- _Estratto del documento_:
★ ★ ★ ★ ★ ★ ★

Gli aspetti teoretici del testo restano comunque, alla fine, minoritari rispetto alle concettualizzazioni pratiche e alla casistica analizzata, allo stile terapeutico arguto e sottile che viene delineato con chiarezza. Gandolfi rilascia in modo sistematico nei vari capitoli numerosissimi consigli tecnici utili in tutti i contesti di cura, su come agire praticamente di fronte alle diverse costellazioni di presentazione dei casi: per fare degli esempi, come convocare gli attori, valutare la reciprocità della terapia, tessere il cambiamento, come integrare psicoterapia e psicofarmacologia, cosa si debba intendere per conclusione della cura e come l’imperfezione dei risultati sia inevitabile , infine cosa intendere per valutazione dei risultati, e come fare terapia ai familiari di pazienti “in contumacia”.

Fedele al proprio assunto didattico, il libro si chiude con un utilissimo glossario dei termini chiave (credo anche parole magiche e inaudite alla maggioranza degli operatori sanitari) quali “banalizzazione”, “doppio legame”, “strani anelli”, “gödelizzazione”, “evidence base psychology”, “paradosso”, “parole punto”, ”paziente designato”, “polarizzazione”, “reframing”. Anche molte altre presenti ripetutamente nel testo, come “intelligenza di sciame”, “descrizione autologica e etero logica”, “autoreferenzialità dell’altro” potevano essere aggiunte.

Da molto tempo, nella letteratura psicoterapeutico/psichiatrica non avevo avuto l’impressione di apprendere qualcosa dalla lettura di un libro: per questo estenderei l’invito a tutti gli operatori e professionisti della salute mentale a prendere in mano questo testo, leggerlo (e rileggerlo) per iniziare a riflettere seriamente su quanto ci insegna e ci propone, anche al fine di scardinare prassi routinarie e a-riflessive, cronificanti, inutili o perfino dannose e di restituire sempre al paziente una definizione della sua sofferenza nel contesto in cui è vissuto e vive.

★ ★ ★ ★ ★ ★ ★

- _Voci fornite_:
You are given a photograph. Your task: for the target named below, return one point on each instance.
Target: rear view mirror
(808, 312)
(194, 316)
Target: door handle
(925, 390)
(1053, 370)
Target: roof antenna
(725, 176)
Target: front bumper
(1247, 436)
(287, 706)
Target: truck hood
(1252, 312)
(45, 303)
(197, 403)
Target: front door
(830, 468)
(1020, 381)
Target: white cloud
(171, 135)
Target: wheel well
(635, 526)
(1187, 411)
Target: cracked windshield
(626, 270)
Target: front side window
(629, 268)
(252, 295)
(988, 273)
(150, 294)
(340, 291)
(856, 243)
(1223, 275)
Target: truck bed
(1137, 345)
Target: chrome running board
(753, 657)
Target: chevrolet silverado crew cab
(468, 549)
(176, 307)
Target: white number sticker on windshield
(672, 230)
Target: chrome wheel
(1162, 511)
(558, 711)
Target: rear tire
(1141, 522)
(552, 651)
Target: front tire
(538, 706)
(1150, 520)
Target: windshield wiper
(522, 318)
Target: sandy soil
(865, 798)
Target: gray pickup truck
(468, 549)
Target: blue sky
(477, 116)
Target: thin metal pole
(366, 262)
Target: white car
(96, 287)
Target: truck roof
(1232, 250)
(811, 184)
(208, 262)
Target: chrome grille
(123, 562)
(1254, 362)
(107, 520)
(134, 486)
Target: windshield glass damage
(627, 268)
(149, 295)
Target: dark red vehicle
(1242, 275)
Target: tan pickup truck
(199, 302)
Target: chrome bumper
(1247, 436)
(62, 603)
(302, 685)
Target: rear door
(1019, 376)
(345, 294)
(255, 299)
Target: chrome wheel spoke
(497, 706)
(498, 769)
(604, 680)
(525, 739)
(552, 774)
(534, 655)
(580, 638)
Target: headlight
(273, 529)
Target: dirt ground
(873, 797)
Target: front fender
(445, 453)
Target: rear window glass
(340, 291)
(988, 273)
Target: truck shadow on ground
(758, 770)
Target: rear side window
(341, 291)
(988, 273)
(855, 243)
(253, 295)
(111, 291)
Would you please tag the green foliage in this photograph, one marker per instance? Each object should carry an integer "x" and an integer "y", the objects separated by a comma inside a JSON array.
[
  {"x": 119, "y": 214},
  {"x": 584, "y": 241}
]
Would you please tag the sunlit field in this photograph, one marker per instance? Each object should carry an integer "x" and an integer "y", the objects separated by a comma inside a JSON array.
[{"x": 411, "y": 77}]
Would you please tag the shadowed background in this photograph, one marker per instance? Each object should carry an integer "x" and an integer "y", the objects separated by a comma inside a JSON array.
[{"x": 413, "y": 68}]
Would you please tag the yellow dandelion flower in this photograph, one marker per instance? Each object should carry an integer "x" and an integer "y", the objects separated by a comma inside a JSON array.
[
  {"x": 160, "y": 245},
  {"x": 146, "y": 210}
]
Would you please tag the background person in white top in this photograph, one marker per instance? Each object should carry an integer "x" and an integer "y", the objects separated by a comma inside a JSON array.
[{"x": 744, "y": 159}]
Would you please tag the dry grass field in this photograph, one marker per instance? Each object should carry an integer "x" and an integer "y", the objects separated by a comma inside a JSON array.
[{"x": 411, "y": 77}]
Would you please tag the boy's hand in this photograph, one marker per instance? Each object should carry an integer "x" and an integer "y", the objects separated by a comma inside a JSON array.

★ ★ ★ ★ ★ ★ ★

- _Consegna_:
Riscrivi come elenco puntato il paragrafo della recensione che inizia con «Fedele al proprio assunto didattico», conservandone le informazioni principali.

- _Risposta_:
- Coerentemente con il suo intento didattico, il libro si chiude con un glossario dei termini chiave, giudicato utilissimo.
- Chi scrive ritiene che molte di queste parole siano magiche e mai sentite dalla maggior parte degli operatori sanitari.
- Tra i termini del glossario figurano “banalizzazione”, “doppio legame”, “strani anelli”, “gödelizzazione”, “evidence base psychology”, “paradosso”, “parole punto”, “paziente designato”, “polarizzazione” e “reframing”.
- Si sarebbero potuti aggiungere anche altri termini ricorrenti nel testo, come “intelligenza di sciame”, “descrizione autologica e etero logica” e “autoreferenzialità dell’altro”.